### Page extract
Some of the harshest words come from John McKinlay, director of New England Research Institutes, who led the largest and most comprehensive study of male sexuality and health since the Kinsey report more than 40 years ago.
The federally funded Massachusetts Male Aging Study, conducted from 1987 to 1989, surveyed more than 1,700 Boston-area men ages 40 to 70. The study was published in the January 1994 issue of The Journal of Urology, and research is ongoing.
In one startling finding, 52 percent reported some degree of impotence, suggesting erection problems affect nearly 20 million men nationally _ roughly twice the previous estimates. Five percent of the 40-year-olds, and 15 percent of the 70-year-olds, reported complete impotence. The study showed a consistent age-related decline in four measures of erectile functioning: frequency of erections, difficulty achieving and maintaining erections and incidence of erections upon awakening. Ejaculation problems also increased with age, while sexual desire declined.

### Records from a collection
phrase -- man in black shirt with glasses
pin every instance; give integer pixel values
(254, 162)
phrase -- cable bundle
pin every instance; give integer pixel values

### Activity
In the extract on male sexuality and health, what percentage of the 70-year-olds reported complete impotence?

### Result for this task
15 percent